Please lay out only the lines below from the line with "Reviewer note: verify that every instance of the gray" up to and including the line with "<point>150,125</point>" as a Markdown table with the columns Row and Line. Put the row number under Row and the line under Line, and leave out blank lines.

- _Data shown_

◆ ◆ ◆ ◆ ◆

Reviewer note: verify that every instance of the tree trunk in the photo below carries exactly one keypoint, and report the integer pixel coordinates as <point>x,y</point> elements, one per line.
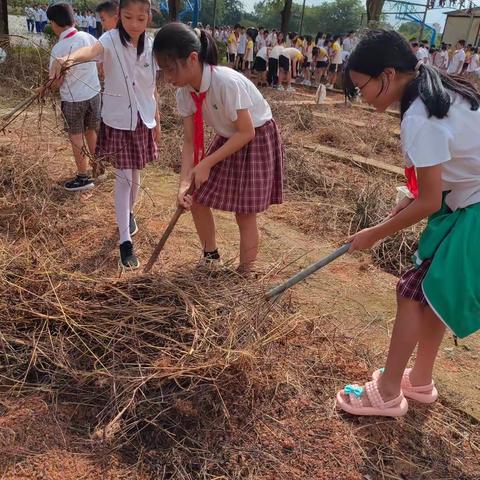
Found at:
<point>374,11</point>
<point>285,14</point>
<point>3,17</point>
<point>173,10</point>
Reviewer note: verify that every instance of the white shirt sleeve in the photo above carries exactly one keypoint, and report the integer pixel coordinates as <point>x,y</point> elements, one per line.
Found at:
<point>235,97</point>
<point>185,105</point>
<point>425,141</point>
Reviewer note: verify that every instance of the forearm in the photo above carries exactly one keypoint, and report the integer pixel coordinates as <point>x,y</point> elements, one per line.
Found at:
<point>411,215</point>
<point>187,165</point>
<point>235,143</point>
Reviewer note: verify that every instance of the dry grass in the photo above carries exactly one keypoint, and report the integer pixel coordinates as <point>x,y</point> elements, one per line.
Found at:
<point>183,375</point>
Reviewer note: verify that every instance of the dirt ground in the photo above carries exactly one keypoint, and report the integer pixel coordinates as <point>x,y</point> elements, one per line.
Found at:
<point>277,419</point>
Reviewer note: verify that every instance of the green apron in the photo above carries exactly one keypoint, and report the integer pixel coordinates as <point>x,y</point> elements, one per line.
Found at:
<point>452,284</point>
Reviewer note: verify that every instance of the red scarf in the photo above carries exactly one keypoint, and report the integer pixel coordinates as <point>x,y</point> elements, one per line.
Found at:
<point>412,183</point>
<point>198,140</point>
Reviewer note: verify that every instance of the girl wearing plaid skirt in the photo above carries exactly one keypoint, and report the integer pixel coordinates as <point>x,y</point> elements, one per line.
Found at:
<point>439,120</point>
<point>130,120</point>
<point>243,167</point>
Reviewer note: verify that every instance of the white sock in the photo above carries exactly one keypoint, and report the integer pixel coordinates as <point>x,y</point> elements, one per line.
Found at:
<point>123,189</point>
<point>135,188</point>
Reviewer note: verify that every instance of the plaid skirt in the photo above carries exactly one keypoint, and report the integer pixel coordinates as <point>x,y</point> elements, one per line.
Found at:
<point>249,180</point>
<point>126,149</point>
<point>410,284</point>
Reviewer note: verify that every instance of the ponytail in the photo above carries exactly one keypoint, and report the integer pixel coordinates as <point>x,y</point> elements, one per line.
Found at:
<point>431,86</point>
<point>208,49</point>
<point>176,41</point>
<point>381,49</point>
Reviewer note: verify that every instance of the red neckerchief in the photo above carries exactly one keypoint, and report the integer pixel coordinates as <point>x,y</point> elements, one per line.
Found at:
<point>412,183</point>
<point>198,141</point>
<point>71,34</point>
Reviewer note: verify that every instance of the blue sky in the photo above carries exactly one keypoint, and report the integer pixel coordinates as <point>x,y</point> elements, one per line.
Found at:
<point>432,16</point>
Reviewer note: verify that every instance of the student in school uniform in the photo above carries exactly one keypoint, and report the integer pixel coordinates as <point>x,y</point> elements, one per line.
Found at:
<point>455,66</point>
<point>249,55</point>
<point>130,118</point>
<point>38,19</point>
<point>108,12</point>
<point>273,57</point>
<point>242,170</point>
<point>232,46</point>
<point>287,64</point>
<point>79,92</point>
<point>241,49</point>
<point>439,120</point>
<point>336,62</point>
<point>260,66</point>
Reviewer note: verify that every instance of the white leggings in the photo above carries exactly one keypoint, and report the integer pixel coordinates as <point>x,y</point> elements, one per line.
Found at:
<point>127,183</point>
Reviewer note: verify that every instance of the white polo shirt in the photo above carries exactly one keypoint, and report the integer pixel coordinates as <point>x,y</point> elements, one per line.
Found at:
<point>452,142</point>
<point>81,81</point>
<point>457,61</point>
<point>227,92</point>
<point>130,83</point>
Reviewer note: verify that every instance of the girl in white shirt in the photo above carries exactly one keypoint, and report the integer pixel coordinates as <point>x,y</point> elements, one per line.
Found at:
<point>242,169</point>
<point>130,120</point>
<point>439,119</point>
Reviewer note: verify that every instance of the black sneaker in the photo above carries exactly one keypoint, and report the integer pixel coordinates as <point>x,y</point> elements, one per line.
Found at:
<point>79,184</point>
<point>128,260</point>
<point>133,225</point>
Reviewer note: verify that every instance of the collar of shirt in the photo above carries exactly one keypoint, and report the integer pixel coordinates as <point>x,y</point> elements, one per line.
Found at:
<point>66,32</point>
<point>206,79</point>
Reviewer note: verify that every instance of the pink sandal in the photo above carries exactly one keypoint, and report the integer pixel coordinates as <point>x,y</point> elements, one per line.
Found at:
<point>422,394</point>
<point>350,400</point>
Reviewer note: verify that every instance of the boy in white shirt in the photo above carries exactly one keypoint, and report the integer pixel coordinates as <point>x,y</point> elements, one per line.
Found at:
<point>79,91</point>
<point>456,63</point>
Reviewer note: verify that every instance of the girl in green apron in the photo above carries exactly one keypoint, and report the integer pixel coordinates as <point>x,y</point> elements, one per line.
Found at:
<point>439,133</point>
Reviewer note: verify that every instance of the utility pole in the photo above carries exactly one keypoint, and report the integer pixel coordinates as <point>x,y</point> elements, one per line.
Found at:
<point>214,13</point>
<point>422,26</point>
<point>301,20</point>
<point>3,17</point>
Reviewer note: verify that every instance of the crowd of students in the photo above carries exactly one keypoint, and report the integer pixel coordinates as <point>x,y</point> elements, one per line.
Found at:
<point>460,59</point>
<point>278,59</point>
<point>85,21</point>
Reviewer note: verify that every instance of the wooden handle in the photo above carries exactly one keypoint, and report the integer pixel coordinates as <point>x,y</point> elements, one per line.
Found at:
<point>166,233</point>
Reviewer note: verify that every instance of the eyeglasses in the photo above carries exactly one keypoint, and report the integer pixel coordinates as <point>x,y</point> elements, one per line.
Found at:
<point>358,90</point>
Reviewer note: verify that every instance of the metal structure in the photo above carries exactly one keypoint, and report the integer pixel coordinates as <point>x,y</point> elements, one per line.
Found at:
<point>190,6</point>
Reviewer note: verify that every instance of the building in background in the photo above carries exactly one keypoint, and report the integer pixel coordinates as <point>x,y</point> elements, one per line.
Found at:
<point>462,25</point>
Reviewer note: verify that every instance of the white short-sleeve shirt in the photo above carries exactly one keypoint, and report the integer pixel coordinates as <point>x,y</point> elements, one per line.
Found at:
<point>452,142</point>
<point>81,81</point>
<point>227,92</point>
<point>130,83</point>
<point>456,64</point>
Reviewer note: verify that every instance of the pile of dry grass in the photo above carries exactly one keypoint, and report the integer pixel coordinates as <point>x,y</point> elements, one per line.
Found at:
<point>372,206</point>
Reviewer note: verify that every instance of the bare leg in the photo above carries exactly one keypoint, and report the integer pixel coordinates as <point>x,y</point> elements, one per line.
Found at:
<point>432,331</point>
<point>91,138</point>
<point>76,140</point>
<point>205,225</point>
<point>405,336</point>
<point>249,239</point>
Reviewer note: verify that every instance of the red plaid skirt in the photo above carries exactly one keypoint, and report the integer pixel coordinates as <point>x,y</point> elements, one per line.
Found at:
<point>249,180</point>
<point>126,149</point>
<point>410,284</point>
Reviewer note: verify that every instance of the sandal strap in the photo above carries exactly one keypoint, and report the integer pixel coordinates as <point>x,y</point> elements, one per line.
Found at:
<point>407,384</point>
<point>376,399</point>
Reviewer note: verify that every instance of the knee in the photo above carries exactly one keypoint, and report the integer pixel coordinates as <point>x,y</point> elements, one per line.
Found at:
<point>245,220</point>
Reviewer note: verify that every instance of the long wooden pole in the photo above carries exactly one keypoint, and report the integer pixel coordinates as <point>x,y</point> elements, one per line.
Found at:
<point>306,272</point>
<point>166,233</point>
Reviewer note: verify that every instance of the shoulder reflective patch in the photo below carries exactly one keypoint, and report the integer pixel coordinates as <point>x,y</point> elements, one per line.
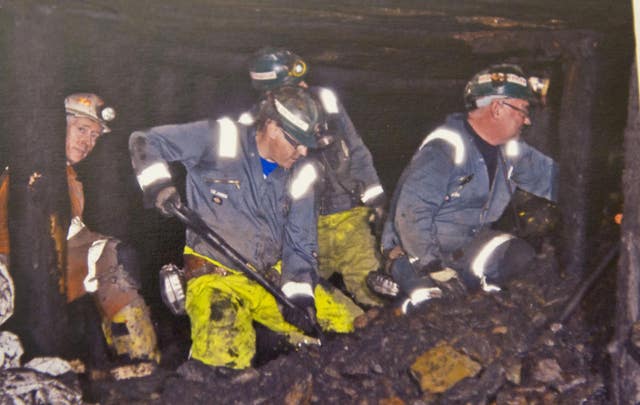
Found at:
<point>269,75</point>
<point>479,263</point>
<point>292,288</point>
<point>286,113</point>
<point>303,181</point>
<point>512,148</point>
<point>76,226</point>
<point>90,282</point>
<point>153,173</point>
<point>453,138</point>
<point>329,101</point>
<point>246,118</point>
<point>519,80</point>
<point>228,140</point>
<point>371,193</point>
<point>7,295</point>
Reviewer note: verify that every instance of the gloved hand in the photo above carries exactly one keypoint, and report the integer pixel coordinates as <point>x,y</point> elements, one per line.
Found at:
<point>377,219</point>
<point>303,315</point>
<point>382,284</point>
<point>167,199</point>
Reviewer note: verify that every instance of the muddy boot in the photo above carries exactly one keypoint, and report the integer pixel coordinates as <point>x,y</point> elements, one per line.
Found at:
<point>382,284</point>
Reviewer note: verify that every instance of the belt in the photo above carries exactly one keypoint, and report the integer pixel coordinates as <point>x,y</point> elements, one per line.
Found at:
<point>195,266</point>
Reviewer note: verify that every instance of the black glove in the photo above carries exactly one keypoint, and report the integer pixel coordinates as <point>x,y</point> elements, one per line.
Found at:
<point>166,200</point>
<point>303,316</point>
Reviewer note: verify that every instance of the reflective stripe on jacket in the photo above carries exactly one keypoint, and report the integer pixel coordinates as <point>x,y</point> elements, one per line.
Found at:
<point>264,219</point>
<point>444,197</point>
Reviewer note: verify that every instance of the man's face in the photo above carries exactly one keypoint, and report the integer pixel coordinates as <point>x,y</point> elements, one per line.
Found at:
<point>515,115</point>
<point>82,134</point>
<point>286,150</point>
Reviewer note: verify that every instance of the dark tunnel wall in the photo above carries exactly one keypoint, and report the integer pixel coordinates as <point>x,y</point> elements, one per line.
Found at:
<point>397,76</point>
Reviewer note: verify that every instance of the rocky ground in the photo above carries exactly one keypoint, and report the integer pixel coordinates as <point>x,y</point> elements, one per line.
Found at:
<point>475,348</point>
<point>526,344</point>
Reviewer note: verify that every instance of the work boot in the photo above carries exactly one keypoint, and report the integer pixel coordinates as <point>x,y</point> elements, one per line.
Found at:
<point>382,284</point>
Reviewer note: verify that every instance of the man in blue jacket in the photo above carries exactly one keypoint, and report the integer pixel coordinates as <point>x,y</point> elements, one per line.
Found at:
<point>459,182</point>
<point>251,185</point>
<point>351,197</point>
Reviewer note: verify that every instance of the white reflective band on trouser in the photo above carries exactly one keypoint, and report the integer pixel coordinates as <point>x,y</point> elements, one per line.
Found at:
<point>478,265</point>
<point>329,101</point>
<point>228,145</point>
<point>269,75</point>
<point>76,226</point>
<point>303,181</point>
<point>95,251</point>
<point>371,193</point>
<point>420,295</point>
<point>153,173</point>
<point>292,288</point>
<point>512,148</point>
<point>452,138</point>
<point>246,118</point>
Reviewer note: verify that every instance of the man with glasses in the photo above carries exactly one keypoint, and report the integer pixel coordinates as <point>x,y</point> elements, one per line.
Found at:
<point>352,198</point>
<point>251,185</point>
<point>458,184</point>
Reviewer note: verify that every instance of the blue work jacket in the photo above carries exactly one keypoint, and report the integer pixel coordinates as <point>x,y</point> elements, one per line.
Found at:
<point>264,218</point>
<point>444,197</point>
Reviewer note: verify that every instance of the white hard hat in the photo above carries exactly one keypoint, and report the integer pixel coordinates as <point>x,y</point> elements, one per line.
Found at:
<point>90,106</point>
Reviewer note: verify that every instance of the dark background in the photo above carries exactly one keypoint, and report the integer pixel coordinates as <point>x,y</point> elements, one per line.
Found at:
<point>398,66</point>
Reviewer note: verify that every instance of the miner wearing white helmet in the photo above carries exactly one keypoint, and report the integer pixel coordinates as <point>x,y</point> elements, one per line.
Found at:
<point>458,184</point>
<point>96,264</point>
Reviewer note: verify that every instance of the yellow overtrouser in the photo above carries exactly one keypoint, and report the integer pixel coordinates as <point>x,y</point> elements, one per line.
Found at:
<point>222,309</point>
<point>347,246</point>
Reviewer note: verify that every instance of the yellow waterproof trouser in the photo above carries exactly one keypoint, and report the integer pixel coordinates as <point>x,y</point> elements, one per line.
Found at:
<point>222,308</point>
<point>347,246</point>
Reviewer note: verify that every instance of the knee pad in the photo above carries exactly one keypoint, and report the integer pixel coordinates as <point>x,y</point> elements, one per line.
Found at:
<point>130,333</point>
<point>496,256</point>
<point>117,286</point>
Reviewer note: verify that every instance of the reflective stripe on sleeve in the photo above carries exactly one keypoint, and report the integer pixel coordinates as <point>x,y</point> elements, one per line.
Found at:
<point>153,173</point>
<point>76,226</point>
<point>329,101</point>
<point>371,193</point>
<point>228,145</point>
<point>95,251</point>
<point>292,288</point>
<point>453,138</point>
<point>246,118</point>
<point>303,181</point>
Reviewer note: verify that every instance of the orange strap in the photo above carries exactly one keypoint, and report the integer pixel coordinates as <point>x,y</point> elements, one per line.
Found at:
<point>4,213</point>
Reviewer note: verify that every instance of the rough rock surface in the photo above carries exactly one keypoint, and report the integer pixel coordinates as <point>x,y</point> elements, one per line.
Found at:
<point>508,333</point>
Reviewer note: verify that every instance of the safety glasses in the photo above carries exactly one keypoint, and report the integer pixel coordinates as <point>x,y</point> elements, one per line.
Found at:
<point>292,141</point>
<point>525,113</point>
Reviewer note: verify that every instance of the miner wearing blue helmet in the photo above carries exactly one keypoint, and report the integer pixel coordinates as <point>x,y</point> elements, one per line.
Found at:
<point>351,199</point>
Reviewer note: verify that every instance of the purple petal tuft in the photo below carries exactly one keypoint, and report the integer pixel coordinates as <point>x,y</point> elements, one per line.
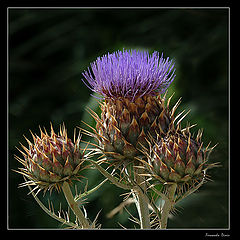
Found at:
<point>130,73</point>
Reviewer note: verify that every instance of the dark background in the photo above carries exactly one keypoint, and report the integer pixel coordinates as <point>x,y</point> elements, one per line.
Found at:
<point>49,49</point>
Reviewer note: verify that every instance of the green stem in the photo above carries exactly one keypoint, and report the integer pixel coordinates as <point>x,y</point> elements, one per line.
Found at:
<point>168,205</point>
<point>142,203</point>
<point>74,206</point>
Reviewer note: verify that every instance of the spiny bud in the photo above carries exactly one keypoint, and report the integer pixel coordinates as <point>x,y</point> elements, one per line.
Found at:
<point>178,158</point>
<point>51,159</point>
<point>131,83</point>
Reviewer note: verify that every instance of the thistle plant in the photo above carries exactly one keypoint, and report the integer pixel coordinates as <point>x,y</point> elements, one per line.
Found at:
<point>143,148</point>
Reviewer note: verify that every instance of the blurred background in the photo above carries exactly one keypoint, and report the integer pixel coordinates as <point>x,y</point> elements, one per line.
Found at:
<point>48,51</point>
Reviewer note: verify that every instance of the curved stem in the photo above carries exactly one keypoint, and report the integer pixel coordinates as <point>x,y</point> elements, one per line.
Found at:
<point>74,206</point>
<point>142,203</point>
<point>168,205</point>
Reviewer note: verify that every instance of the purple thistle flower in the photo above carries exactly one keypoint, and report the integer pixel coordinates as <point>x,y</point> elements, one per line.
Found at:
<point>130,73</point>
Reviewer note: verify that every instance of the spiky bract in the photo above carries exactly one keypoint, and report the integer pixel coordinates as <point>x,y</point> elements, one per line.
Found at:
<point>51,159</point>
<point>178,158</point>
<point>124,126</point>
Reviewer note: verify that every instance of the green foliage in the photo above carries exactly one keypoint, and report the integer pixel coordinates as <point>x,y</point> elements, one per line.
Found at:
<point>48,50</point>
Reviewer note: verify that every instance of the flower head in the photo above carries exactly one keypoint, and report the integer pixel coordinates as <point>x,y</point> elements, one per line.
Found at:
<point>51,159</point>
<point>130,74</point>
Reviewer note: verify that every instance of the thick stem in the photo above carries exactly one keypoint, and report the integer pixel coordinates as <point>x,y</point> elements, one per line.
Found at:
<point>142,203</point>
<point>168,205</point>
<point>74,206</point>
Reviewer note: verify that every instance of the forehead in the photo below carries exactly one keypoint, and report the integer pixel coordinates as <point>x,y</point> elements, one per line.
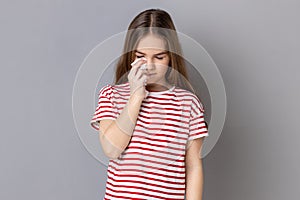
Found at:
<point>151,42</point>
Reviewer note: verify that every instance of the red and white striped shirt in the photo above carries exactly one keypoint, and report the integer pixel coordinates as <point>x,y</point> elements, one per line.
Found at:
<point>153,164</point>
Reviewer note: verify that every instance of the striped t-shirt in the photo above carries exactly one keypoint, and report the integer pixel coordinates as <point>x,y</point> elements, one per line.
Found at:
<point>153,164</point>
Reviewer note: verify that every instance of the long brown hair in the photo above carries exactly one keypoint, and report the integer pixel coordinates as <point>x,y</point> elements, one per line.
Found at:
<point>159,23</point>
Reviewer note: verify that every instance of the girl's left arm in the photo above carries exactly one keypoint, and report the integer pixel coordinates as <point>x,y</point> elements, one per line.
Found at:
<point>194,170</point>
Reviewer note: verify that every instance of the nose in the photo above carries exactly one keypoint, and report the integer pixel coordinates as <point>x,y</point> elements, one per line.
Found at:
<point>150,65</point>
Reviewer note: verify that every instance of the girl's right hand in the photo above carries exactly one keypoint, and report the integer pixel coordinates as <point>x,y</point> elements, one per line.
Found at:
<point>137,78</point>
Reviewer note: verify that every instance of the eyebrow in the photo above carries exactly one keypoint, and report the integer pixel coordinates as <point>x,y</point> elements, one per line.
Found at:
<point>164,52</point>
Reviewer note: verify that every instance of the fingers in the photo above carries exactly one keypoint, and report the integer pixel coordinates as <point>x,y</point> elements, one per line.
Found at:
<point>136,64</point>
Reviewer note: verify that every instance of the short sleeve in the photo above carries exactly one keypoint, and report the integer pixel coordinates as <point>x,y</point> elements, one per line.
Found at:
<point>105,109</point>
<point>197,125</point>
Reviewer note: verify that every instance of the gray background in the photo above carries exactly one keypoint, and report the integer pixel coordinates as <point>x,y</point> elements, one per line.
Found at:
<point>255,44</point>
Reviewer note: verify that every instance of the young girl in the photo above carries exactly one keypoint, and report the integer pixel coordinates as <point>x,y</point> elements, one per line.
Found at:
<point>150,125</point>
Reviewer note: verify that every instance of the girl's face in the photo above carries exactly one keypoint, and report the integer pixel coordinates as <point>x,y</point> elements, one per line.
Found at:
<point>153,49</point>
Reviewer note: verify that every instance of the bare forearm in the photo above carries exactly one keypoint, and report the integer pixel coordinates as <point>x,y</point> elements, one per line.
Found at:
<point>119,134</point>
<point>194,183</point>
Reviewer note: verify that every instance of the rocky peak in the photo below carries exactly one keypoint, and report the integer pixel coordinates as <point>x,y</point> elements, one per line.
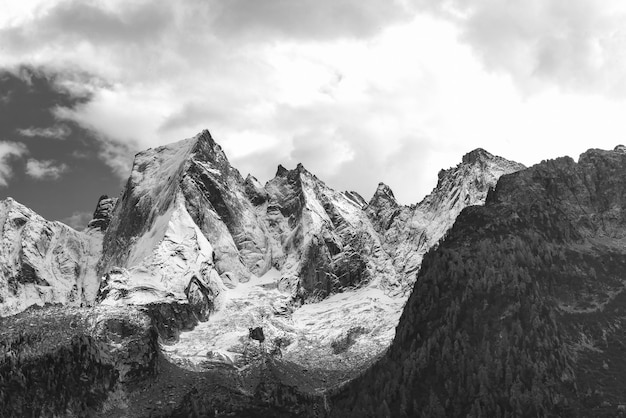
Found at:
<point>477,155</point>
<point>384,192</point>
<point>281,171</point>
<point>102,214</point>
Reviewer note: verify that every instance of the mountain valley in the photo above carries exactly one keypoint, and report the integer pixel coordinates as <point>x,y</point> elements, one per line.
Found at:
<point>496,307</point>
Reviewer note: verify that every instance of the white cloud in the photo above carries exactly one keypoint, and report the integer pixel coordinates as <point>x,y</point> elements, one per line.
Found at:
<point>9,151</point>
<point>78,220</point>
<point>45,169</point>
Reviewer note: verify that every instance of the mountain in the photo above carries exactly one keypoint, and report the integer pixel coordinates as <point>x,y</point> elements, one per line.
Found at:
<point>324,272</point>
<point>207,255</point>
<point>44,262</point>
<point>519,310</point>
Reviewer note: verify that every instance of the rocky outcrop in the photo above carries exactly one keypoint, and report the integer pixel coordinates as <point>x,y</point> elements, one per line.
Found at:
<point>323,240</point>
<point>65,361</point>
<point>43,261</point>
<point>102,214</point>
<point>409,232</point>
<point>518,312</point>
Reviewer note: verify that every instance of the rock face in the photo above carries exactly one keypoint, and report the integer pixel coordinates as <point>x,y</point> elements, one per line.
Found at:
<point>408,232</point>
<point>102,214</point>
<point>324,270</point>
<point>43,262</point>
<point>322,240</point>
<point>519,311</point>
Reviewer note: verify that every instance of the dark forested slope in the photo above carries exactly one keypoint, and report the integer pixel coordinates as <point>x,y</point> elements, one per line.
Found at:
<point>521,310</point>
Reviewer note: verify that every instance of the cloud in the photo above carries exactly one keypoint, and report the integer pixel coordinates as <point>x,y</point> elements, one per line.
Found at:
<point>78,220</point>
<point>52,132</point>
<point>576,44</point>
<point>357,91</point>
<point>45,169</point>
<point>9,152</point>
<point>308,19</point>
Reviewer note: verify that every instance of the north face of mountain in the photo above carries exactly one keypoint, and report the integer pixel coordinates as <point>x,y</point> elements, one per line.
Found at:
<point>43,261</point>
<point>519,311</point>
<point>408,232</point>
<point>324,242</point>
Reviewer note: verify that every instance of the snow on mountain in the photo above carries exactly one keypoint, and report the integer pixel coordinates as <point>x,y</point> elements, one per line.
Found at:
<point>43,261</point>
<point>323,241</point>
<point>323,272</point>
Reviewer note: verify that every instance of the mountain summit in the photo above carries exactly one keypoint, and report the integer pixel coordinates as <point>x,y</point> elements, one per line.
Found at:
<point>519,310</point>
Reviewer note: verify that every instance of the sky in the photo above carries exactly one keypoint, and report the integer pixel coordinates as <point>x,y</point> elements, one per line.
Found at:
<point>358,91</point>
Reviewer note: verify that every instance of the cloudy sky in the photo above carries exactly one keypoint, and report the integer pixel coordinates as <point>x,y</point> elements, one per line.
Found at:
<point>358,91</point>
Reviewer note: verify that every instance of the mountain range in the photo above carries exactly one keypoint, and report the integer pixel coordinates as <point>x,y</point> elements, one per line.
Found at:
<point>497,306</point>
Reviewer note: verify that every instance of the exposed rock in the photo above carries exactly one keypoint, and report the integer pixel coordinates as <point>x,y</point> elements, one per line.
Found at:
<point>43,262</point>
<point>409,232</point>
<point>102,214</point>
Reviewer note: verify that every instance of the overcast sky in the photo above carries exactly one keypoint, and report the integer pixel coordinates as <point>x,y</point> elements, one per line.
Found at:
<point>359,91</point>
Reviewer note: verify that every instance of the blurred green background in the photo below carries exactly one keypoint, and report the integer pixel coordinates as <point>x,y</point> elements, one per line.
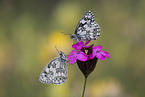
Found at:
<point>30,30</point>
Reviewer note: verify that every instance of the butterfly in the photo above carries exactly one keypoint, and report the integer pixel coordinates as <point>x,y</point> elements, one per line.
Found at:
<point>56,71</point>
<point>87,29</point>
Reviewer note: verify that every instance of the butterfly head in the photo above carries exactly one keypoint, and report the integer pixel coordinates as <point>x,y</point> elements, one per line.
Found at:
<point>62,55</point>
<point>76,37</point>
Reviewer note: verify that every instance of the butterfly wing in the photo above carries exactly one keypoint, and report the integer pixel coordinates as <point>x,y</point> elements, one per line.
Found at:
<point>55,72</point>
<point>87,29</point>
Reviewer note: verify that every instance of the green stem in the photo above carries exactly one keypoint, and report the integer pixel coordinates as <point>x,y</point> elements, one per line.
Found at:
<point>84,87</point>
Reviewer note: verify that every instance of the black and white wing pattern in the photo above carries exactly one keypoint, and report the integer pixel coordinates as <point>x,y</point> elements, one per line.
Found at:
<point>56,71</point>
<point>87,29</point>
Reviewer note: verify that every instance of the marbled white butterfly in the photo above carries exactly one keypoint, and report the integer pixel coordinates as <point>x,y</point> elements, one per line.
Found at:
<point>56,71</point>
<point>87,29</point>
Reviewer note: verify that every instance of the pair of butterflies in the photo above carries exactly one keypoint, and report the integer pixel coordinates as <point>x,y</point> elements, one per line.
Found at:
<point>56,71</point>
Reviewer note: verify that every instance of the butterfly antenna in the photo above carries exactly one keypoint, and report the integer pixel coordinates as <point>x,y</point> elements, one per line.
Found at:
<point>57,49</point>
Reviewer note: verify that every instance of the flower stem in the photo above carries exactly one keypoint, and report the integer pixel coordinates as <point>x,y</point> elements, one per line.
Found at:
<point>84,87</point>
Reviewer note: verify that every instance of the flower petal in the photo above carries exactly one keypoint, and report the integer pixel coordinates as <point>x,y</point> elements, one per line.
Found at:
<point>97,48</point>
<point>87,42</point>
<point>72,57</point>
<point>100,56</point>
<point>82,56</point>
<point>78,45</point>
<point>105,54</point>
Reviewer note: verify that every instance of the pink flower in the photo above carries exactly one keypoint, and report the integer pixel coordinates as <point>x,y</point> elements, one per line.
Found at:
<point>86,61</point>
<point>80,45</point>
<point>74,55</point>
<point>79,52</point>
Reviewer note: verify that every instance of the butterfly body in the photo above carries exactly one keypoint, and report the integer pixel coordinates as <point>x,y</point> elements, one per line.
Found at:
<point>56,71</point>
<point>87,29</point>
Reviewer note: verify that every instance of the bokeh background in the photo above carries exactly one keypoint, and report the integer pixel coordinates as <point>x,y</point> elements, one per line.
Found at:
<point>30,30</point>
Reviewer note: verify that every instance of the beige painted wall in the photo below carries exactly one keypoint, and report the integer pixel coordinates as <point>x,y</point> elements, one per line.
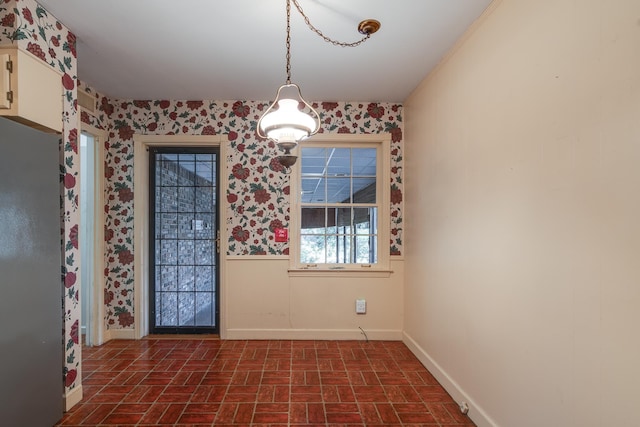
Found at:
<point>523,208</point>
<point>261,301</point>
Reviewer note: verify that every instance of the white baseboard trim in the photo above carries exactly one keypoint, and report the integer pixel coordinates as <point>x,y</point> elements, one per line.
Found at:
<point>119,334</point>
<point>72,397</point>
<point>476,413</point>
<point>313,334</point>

◆ ◆ ◆ ◆ ◆

- _Solution for this problem_
| Row | Line |
|---|---|
| 1 | Reviewer note: verify that every instance of the gray background in the photo above carries exactly one keypoint, and report the integer pixel coordinates as <point>x,y</point> elements, one per line. |
| 2 | Found at: |
| 3 | <point>255,44</point> |
| 4 | Reviewer note: verify that every instance of the young girl in the photo above carries exactly one keypoint, and report the integer pixel coordinates as <point>x,y</point> elements, one per line. |
| 5 | Found at: |
| 6 | <point>150,125</point> |